* _TASK DETAILS_
Reproduce the records, requests included, starting with the line with "Phrase: tuxedo lapel" and going on through the end of the records, offsetting every coordinate in the answers by adding 91 to it.

* _Entries from a pointing dataset_
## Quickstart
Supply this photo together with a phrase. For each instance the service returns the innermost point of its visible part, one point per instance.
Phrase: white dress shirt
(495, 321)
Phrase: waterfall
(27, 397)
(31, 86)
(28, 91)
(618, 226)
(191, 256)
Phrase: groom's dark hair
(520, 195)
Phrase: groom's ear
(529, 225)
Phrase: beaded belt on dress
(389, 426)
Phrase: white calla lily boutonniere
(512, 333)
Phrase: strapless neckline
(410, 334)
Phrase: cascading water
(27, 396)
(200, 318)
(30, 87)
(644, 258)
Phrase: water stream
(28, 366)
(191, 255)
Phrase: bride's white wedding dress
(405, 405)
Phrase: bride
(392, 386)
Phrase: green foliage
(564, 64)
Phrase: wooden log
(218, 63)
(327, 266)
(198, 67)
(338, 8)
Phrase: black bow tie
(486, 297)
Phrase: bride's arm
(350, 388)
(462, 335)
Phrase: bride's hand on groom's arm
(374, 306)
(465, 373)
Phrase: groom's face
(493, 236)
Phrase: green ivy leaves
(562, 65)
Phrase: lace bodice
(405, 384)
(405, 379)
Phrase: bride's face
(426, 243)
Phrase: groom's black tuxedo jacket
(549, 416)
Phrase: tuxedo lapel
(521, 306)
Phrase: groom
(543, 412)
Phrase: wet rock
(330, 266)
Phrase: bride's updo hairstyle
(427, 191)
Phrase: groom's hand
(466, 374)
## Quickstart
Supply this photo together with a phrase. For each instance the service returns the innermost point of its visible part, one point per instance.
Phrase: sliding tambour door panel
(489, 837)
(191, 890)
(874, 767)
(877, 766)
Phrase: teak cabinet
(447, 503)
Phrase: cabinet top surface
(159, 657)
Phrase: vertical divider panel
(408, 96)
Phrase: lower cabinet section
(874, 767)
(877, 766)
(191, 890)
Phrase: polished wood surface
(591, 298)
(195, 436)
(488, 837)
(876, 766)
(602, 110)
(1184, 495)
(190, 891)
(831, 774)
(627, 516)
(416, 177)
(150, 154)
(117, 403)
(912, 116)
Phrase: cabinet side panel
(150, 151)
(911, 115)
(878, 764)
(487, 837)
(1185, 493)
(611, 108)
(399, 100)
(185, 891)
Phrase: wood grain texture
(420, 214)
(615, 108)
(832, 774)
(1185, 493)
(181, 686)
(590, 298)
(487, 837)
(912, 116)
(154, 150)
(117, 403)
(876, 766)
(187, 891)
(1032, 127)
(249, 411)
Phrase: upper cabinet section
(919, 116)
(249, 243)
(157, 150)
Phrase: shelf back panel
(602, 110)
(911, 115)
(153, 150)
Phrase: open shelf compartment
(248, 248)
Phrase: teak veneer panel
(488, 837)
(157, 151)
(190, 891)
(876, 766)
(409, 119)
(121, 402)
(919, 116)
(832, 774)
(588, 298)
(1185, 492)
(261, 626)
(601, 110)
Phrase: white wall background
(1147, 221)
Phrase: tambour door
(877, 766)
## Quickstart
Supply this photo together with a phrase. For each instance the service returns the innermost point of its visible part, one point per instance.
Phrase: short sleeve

* _EXERCISE ANSWER_
Phrase: tuxedo lapel
(612, 397)
Phrase: groom
(634, 503)
Phrase: wet rock
(421, 357)
Phrase: bride's updo hairstyle
(518, 282)
Phrase: groom's hand
(557, 465)
## Quickstart
Supply this photo together with a phrase. For each instance the service returns the innermost point of its visible part, one point per instance.
Phrase: sliding tambour door panel
(580, 928)
(282, 981)
(965, 858)
(968, 857)
Phrase: teak cabinet
(538, 594)
Phrase: cabinet top surface
(250, 748)
Phrase: vertical divider panel
(499, 187)
Phrase: lower cabinet section
(965, 858)
(968, 857)
(282, 981)
Phrase: polished wood surface
(682, 389)
(286, 527)
(579, 928)
(967, 857)
(693, 201)
(1275, 586)
(281, 982)
(922, 865)
(718, 607)
(507, 268)
(241, 245)
(208, 494)
(1003, 207)
Phrase: cabinet side panel
(241, 242)
(1002, 206)
(969, 855)
(578, 928)
(1276, 584)
(702, 199)
(490, 191)
(276, 982)
Phrase: wood grain texture
(511, 305)
(706, 199)
(923, 865)
(1276, 584)
(272, 777)
(681, 389)
(578, 928)
(1003, 207)
(245, 241)
(208, 494)
(967, 857)
(278, 982)
(1123, 218)
(340, 502)
Phrase: upper cabinet section
(1010, 207)
(340, 334)
(248, 241)
Phrase: shelf back panel
(693, 201)
(1002, 206)
(244, 241)
Phrase: open shelf compartment
(339, 339)
Phrase: teak veneer panel
(579, 928)
(248, 242)
(281, 982)
(967, 857)
(500, 210)
(212, 493)
(1010, 207)
(923, 865)
(679, 389)
(1276, 583)
(352, 717)
(692, 201)
Phrase: white wall background
(1238, 312)
Phrase: tambour door
(968, 857)
## Quickstart
Supply this photo together with a phrase. For each instance the service returns the innermost point of its visible part, one point per instance.
Phrase: short sleeve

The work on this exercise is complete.